Making a Complex Public Safety Project Simpler with Ladris

Nevada County uses Ladris to quantify risk and guide mitigation funding.
Making a Complex Public Safety Project Simpler with Ladris

The Challenge

Nevada County is a rural county located in the foothills of California's Sierra Nevada. In response to AB747 and CA99 – California legislation that includes requirements for evacuation route planning – the County Office of Emergency Services needed a way to quantify evacuation mitigation priorities for every road, neighborhood, and community. Given that Nevada County has more than 2,800 miles of roadway, this was going to be a challenging task.

Collaboration with Ladris

To respond to the challenge at hand, Nevada County Office of Emergency Services leveraged their deployment of Ladris’ artificial intelligence software. First, the County identified neighborhoods and potential shelter locations. Based on this information, Ladris generated hundreds of potential evacuation scenarios, simulating conditions for over 150,000 road segments to determine which roadways posed the greatest risk. Neighborhoods were then ranked by egress time, clearly indicating which evacuation routes Nevada County should prioritize during mitigation efforts.
- - - - - - -
TASK GOAL: Condense the paragraph in the case study above that begins "To respond to the challenge at hand" into a short bulleted list, keeping its main facts.

Image location labeling entries:
- - - - - - -
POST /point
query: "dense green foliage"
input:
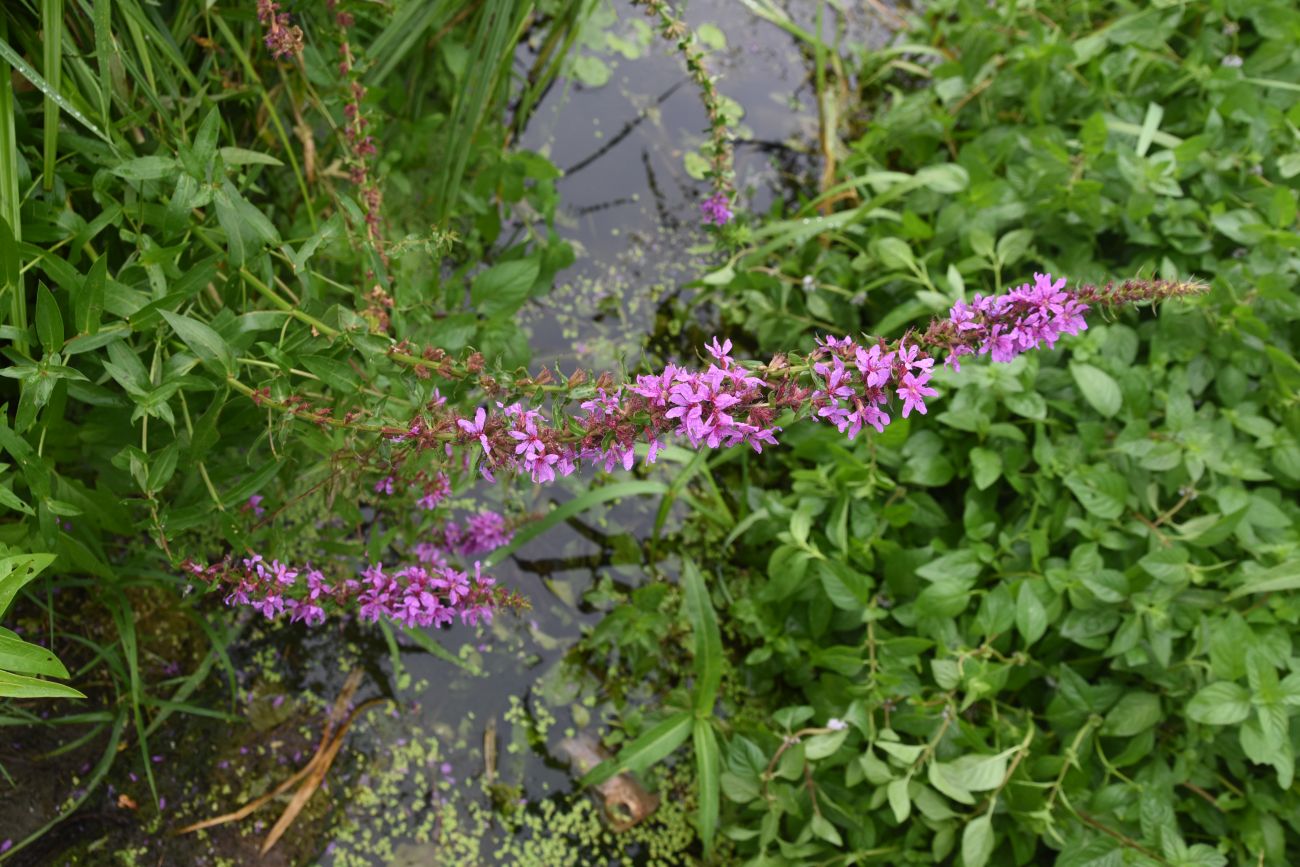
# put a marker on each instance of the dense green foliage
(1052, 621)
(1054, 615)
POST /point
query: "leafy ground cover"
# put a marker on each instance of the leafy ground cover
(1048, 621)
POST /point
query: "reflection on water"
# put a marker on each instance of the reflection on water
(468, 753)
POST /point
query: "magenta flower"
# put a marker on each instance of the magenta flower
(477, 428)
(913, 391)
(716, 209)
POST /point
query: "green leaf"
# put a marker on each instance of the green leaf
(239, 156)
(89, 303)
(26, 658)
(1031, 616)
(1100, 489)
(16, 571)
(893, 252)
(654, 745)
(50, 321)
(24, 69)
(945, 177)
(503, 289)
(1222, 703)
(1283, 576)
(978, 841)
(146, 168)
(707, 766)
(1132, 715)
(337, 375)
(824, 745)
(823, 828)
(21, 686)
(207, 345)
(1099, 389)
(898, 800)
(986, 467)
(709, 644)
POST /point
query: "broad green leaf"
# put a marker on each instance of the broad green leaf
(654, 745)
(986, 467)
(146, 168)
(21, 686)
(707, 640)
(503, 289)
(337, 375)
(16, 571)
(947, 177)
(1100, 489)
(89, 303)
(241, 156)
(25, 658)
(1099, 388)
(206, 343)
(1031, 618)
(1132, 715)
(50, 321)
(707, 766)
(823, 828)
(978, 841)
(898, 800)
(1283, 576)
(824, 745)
- - - - - - -
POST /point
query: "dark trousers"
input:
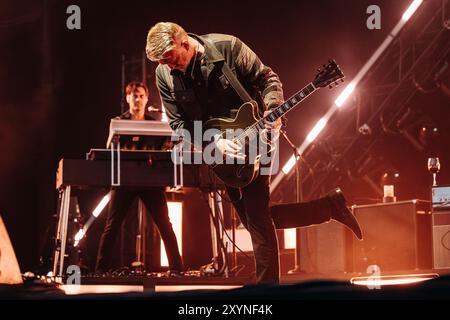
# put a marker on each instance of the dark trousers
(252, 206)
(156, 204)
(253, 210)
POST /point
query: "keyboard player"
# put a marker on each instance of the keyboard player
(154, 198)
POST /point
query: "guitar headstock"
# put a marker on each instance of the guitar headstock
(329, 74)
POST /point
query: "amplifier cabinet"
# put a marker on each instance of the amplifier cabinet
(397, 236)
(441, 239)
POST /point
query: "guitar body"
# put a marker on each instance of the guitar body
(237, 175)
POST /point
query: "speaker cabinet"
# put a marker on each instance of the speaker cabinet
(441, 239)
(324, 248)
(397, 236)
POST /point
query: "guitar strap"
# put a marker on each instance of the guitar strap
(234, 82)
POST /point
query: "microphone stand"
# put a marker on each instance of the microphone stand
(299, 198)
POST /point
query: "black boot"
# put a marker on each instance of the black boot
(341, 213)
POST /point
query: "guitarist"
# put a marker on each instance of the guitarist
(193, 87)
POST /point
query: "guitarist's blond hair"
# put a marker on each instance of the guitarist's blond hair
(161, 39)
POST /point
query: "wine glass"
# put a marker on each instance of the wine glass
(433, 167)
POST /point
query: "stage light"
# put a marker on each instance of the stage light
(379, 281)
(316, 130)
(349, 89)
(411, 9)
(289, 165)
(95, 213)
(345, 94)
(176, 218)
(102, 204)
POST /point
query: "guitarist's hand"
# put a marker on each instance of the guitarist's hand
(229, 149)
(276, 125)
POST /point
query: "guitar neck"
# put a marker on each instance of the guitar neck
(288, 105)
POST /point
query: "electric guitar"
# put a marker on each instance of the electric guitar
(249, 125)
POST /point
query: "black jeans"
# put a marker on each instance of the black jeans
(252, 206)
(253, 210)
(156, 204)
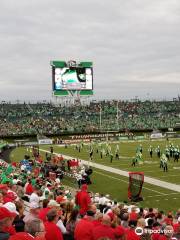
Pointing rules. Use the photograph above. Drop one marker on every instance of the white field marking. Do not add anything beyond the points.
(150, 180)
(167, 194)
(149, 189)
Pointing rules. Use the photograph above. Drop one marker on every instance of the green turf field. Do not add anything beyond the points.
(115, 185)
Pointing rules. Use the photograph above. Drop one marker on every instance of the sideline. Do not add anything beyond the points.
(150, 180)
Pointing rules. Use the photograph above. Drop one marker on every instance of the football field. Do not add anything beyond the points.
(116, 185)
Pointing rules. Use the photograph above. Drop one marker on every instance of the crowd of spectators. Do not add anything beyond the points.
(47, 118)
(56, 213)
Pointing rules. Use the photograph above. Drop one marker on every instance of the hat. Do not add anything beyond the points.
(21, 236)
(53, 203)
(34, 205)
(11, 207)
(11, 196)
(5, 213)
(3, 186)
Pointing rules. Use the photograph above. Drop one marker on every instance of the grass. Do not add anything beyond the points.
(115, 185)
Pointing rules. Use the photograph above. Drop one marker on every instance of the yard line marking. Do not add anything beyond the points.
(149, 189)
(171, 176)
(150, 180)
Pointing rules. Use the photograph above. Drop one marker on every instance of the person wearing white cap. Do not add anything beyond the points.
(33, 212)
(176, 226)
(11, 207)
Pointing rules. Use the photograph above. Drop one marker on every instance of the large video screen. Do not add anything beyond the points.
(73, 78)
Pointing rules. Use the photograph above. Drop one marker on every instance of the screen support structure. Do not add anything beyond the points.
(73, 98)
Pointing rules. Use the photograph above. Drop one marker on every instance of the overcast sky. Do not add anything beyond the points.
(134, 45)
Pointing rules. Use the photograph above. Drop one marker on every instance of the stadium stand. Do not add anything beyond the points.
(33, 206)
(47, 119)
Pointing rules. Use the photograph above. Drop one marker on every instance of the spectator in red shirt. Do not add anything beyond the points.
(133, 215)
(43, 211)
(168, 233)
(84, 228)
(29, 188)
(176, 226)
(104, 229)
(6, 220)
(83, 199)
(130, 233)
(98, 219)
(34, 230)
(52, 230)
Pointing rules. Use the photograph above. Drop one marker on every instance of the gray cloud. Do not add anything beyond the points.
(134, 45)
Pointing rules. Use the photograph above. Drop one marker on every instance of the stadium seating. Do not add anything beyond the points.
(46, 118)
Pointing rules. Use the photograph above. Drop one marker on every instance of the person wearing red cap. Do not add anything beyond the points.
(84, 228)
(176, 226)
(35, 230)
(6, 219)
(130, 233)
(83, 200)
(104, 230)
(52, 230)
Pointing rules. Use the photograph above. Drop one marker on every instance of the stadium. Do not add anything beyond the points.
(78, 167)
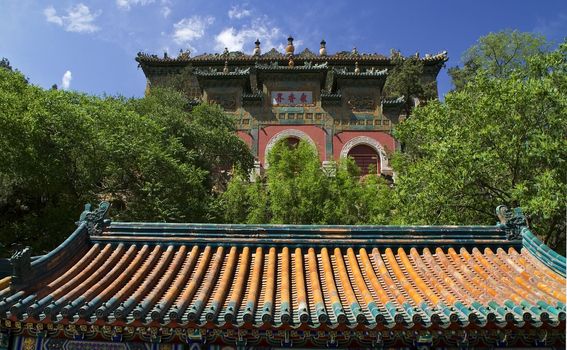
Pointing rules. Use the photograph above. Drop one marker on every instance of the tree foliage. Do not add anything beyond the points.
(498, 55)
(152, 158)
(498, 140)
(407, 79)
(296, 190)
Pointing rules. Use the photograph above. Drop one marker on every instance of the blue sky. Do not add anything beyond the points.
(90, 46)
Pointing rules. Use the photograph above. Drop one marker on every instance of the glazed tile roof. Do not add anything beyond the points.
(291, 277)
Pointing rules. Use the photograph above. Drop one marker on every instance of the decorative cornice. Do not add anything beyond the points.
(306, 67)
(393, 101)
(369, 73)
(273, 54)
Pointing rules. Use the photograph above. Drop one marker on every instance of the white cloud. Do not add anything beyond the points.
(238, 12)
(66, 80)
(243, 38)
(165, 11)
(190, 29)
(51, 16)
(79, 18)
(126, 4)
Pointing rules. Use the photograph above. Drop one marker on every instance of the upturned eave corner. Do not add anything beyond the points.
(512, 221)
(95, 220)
- - - - - - -
TASK SOLUTION:
- Nevada County Office of Emergency Services used its deployment of Ladris' artificial intelligence software.
- The County first identified neighborhoods and potential shelter locations.
- Using this information, Ladris generated hundreds of potential evacuation scenarios. It simulated conditions for over 150,000 road segments to find the roadways posing the greatest risk.
- Neighborhoods were then ranked by egress time, showing which evacuation routes the County should prioritize for mitigation.